───── RECORDS PROVIDED

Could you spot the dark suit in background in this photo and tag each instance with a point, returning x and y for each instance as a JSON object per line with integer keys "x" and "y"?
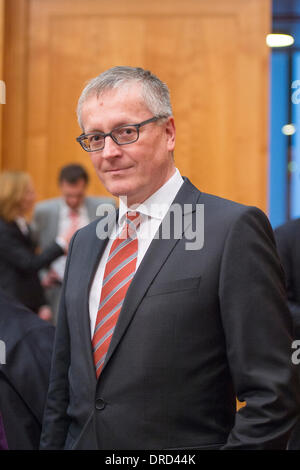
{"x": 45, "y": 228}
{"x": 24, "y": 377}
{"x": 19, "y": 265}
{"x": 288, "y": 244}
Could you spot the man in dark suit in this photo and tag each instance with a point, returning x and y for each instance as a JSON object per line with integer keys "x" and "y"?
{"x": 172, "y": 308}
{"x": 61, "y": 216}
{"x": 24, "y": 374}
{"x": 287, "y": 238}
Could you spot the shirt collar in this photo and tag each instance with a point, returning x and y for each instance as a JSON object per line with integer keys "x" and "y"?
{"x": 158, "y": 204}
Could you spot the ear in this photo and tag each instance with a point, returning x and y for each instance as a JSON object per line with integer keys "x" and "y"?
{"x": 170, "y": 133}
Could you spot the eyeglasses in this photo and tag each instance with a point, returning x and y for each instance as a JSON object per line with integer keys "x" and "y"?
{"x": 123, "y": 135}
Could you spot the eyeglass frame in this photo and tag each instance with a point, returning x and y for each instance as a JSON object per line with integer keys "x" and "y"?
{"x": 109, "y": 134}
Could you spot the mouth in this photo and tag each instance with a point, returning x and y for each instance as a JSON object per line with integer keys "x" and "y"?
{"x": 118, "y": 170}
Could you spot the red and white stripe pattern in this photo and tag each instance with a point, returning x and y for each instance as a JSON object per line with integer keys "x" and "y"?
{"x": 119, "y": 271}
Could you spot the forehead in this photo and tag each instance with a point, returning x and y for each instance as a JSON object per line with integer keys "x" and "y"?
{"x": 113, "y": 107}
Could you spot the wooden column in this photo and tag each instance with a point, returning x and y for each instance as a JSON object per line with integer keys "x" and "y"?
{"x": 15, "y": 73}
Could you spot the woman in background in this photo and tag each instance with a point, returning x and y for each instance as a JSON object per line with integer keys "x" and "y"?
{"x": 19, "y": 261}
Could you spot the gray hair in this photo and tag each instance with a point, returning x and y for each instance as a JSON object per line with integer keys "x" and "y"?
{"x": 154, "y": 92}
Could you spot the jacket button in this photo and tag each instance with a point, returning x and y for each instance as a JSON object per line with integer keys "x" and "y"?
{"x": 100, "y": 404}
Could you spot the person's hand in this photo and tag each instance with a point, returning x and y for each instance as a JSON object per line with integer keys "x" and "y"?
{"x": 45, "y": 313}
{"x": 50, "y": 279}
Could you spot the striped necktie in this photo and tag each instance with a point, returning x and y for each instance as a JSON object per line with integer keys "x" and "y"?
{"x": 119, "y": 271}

──────────

TASK BRIEF >> Repeat the data above word for word, without pictures.

REPLY TO THE EXERCISE >>
Could you spot the dark suit in background in this photo and tag each instance with a point, returning x and y for each instance as a JSON object per line with integer keys "x" and "y"?
{"x": 45, "y": 228}
{"x": 24, "y": 377}
{"x": 19, "y": 265}
{"x": 288, "y": 244}
Could you spot the man in dark suit in this photo and tag each instance with a point, returning x and y for each instance as a JSON object per line with integer keys "x" and "y"?
{"x": 172, "y": 308}
{"x": 61, "y": 216}
{"x": 24, "y": 374}
{"x": 287, "y": 238}
Could you spot the shirt collar in this photo and tag each instance with a point, returning x and y for each instance as a JSON object per line with integer keys "x" and "y"?
{"x": 158, "y": 204}
Could you spot the ear in this photo and tag each instance with a point, returning x and y for each instance as a JSON object per line with integer keys "x" and "y"?
{"x": 170, "y": 133}
Could you spot the eyeglasses in this photo and tag each instance with a point, returning x and y for each instance as a JSON object per line with integer keys "x" and "y"?
{"x": 123, "y": 135}
Could you spot the eyeglass frame in this photo and tag each instance with a point, returning x and y for each instance as a JSON object per line with integer keys "x" and "y"?
{"x": 109, "y": 134}
Could you spot the mouth in this photo and tag each instance with a point, returning x and y for each instance as a JSON object per line with integer keys "x" and "y"?
{"x": 118, "y": 170}
Could you spot the red and white stripe pattern in this photo and tag each instance with a point, returning x and y for each instance as a JSON object per line with integer keys "x" and "y"?
{"x": 119, "y": 271}
Could you spot the forehead in this photo and tag each instance with a point, returning x and y for each instance as a JSON object per line with integer keys "x" and "y"?
{"x": 113, "y": 107}
Could you spot the wooden column in this photo and tag each instance with a point, returning x and y for each instance as a JSON object per line with integer keys "x" and "y"?
{"x": 15, "y": 73}
Could you spot the woman in background in this photo and tag each instance with a point, returning x and y for each instance as a JSON object per line with integer keys "x" and "y"?
{"x": 19, "y": 261}
Could you spot the gray hair in this photo and tag each instance with a point, returning x and y for each instance as a JSON object per line with integer keys "x" and "y"?
{"x": 154, "y": 92}
Could you spot the jacket button in this photo and tag each instance with a point, returning x and y for each instance as a JSON object per line with integer keys "x" and "y"?
{"x": 100, "y": 404}
Could you spot the person's hand in this photo and tag each instance with a point, returning x and y for each instance as a JSON object per line with integer keys "x" and "y"?
{"x": 45, "y": 313}
{"x": 50, "y": 279}
Could you spot the striped necktie in this photo and tag each instance with a point, returning x and y for each instance as a JSON object per line with integer keys "x" and "y"?
{"x": 119, "y": 271}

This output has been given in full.